• [Task data]

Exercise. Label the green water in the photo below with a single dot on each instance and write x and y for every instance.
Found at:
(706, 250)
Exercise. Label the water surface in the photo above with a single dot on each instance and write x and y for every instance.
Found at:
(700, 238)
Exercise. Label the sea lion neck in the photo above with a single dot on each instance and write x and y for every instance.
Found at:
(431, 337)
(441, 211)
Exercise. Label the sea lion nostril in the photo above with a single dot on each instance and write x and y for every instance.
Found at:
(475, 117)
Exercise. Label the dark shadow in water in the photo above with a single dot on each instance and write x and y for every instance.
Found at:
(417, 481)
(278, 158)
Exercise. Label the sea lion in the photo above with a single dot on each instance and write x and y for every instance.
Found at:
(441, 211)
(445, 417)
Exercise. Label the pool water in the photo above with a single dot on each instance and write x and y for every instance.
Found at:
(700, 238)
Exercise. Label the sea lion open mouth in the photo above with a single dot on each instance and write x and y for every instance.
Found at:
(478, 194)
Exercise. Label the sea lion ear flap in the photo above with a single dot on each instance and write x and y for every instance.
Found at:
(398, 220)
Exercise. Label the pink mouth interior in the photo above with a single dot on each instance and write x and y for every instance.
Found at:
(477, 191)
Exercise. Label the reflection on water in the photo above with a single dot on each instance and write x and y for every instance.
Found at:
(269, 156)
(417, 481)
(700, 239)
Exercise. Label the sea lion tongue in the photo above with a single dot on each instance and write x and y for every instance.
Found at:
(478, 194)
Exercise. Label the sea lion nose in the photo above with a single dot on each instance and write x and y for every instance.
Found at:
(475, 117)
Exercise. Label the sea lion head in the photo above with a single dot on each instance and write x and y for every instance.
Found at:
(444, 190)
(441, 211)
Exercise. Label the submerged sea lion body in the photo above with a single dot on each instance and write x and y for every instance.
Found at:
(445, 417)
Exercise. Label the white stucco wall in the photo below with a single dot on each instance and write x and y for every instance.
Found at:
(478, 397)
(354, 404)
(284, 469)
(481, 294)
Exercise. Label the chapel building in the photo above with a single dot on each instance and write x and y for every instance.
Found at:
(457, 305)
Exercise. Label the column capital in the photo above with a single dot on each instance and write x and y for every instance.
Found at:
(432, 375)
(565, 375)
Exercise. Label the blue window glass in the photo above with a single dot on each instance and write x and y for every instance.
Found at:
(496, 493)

• [Your goal] Across the whole listing above, find every line with the string "mouth" and copy it.

• [Answer section]
Exercise. Label the sea lion open mouth in the photo above with a single dot on each instance and write x and y for every instance.
Exercise. Label the pink mouth interior in the photo above with a single dot on each instance and write x and y for every instance.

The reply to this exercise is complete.